Please copy all the records below, replacing "single pin" with "single marker" and leaving everything else unchanged.

##### Records shown #####

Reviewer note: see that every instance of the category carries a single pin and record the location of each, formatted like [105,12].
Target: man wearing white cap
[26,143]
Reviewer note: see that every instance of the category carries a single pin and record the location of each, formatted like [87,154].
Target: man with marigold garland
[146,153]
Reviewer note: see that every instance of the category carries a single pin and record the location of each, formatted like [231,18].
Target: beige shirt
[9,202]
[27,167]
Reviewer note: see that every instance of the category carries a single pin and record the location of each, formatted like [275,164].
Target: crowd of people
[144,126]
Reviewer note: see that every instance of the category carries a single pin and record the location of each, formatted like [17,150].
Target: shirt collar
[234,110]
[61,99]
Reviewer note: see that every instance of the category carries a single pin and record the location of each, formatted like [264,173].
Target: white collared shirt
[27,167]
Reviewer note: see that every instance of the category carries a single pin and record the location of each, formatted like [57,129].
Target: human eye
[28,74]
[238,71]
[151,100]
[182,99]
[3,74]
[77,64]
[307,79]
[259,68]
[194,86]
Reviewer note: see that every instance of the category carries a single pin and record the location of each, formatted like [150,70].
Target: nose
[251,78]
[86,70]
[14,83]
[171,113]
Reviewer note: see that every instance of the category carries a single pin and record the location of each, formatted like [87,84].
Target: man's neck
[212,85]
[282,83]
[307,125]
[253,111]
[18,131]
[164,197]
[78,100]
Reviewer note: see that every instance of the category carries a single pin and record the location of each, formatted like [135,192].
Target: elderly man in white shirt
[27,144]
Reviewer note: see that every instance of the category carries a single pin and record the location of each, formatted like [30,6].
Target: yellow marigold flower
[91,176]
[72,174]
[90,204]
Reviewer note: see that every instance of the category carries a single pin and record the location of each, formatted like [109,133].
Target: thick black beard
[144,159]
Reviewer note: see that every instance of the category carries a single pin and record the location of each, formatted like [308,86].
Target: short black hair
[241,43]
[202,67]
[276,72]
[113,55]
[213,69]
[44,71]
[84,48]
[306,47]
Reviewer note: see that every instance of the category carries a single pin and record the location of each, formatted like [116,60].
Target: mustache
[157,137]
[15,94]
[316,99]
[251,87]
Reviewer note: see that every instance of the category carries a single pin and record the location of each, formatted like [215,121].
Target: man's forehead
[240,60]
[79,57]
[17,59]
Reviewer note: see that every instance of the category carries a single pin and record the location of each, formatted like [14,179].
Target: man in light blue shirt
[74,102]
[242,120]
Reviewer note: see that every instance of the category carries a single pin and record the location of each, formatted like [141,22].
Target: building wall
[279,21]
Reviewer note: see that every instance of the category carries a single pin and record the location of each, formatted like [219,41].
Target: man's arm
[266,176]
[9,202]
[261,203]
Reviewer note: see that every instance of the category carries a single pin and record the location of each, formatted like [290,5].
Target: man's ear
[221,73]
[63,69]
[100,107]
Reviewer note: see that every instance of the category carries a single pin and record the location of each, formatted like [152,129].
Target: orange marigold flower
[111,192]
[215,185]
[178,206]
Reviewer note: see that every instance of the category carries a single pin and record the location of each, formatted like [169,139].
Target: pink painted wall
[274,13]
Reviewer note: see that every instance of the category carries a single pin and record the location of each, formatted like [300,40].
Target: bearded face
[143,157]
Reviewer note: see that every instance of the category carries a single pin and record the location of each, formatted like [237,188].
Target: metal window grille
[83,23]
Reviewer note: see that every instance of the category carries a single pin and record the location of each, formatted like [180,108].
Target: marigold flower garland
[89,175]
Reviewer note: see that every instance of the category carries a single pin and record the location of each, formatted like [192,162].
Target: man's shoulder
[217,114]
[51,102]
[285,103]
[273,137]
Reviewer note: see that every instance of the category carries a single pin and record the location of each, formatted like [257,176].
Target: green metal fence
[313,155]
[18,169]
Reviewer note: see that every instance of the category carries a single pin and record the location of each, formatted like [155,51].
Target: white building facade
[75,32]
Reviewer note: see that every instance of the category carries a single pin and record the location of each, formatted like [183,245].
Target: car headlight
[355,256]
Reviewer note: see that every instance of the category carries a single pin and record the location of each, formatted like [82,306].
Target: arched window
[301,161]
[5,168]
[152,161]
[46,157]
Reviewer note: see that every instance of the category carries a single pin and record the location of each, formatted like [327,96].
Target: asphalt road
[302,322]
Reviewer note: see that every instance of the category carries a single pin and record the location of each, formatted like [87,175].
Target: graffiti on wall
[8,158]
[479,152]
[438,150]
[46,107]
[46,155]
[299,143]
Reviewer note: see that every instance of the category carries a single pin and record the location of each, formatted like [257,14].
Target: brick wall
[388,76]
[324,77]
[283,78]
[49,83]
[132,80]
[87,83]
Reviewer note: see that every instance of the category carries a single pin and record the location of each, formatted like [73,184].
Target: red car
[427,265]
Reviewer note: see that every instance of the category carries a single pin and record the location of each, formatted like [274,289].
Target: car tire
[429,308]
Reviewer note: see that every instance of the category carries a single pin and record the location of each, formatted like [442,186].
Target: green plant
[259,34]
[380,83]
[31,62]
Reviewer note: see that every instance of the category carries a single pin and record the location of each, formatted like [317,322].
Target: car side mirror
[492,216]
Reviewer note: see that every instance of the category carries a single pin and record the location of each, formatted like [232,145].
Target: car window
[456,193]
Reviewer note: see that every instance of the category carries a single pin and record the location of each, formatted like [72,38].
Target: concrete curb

#####

:: Final result ::
Reviewer note: see that every instance of the category carries a single marker and record the location of each, formatted like [105,12].
Target: man wearing white cap
[26,143]
Reviewer note: see that every instance of the category carries a single marker and record the location of each, formatted like [87,154].
Target: man with marigold garland
[146,153]
Reviewer note: see that every instance of the category carries a single marker and record the location of each, formatted like [231,18].
Target: beige shirt
[9,202]
[27,167]
Reviewer note: see that every instance of the category carries a single marker and record the location of each, formatted like [275,164].
Target: crowd of people
[144,126]
Reviewer note: see that every instance of the category carries a single marker and record the location of each, formatted like [17,150].
Target: shirt collar
[234,110]
[61,99]
Reviewer note: see that every instance of the category carries a single marker and record the location of each, formatted like [264,173].
Target: white collared shirt
[27,167]
Reviewer note: see that every instance of the category carries a single marker and record the location of each, formatted like [57,129].
Target: human eye
[28,74]
[238,71]
[151,100]
[182,99]
[3,74]
[77,64]
[307,79]
[259,68]
[194,86]
Reviewer note: see that every instance of the category carries a single marker and record the location of each, formatted like [150,70].
Target: nose
[251,78]
[86,70]
[14,83]
[171,113]
Reviewer note: see that every instance of the category carries a single marker and record the location of each, formatted like [87,84].
Target: man's neck
[212,85]
[282,83]
[307,125]
[253,111]
[18,131]
[164,197]
[78,100]
Reviewer note: see that every instance of the category carries a single marker and record the location of each, formatted like [135,192].
Target: elderly man in white shirt
[27,144]
Reviewer note: see that every instance of the category carries a single marker and record the location of each, formatted like [30,6].
Target: yellow marigold flower
[91,176]
[72,174]
[90,204]
Reviewer note: see that every instance of the category carries a single marker and record the location of each, formatted like [109,133].
Target: thick black beard
[144,159]
Reviewer note: see that every instance of the category carries a single marker and record the location of each, formatted like [308,86].
Target: short black hair
[241,43]
[202,67]
[276,72]
[113,55]
[213,69]
[44,71]
[84,48]
[306,47]
Reviewer note: see that every instance of the category carries a single marker and record the location of each, formatted like [116,60].
Target: mustache
[157,137]
[15,94]
[316,99]
[251,87]
Reviewer note: see that every instance of the category carries a single marker and record the location of each, formatted like [215,121].
Target: man's forehead
[240,60]
[79,57]
[17,59]
Reviewer note: see that every instance of the category carries a single marker and record the location of each, formatted like [14,179].
Target: man in light blue shirt
[74,102]
[242,120]
Reviewer note: see that every instance of the category carries a single marker and record the location of each, formatted like [141,22].
Target: building wall
[279,21]
Reviewer note: see that every instance of the category carries a single marker and record the location of each, formatted like [219,41].
Target: man's arm
[266,176]
[9,202]
[261,203]
Reviewer note: see that every instance of the category carries a single marker and record the location of each, formatted like [290,5].
Target: man's ear
[221,73]
[63,69]
[100,107]
Reviewer note: see that every instance of the category carries a single marker and record the location of each, formatted like [152,129].
Target: orange marigold flower
[111,192]
[215,185]
[178,206]
Reviewer note: see that every instance of the category carries a single marker and record the location of each, formatted like [169,139].
Target: pink painted wall
[274,13]
Reviewer note: see that every instance of the category carries a single marker and record the location of each, formatted like [300,40].
Target: bearded face
[143,157]
Reviewer note: see that every instance of the category carries a single marker and record the location of each, formatted like [237,188].
Target: metal window grille
[83,23]
Reviewer note: see that every instance of the category carries a single marker and record the location of each, formatted like [180,108].
Target: marigold flower garland
[89,175]
Reviewer note: see that every instance of the category carries a single marker and record the location of each, formatted like [192,162].
Target: man's shoulder
[217,114]
[51,102]
[285,103]
[273,137]
Reviewer note: see that every instance of the category carries a single marker and record the location of each, formatted like [257,176].
Target: green metal fence
[313,155]
[18,169]
Reviewer note: see that every instance of the category carries a single marker and record the location of each, formatted like [155,51].
Target: white building facade
[75,32]
Reviewer note: see that every instance of the category carries a single marker and record the location of each, formatted like [183,245].
Target: car headlight
[355,256]
Reviewer note: see that every instance of the category carries a single marker and record the location of each, formatted like [82,306].
Target: arched window
[301,161]
[5,168]
[152,161]
[46,157]
Reviewer note: see that every instance of the category carries a single marker and record the location of each, formatted like [327,96].
Target: asphalt road
[302,322]
Reviewer note: see that every instance of the category carries a single marker and record the location of each, formatted like [87,175].
Target: graffiti on wall
[8,158]
[479,152]
[438,150]
[46,107]
[46,155]
[299,143]
Reviewer note: see that every instance of the category carries a single marker and record the location of each, formatted like [257,14].
Target: brick wall
[388,76]
[324,77]
[283,78]
[49,83]
[132,80]
[87,83]
Reviewer note: see that every instance of the category carries a single marker and record the location of each, formatted like [73,184].
Target: red car
[427,265]
Reviewer note: see that every instance of the category carries a single marker and record the location of each, formatted like [274,289].
Target: car tire
[429,308]
Reviewer note: see that every instance of the category carries a single marker and record the location of each, formatted like [442,186].
Target: green plant
[259,34]
[380,83]
[31,62]
Reviewer note: see that every instance of the category carries a single marker and record the location of each, formatted like [317,322].
Target: car side mirror
[492,216]
Reviewer note: see that every instance of the category carries a single marker and record the location of each, formatted like [232,145].
Target: car window
[456,193]
Reviewer note: see that every instance of the category carries a single marker and record the location of each, formatted like [72,38].
Target: concrete curb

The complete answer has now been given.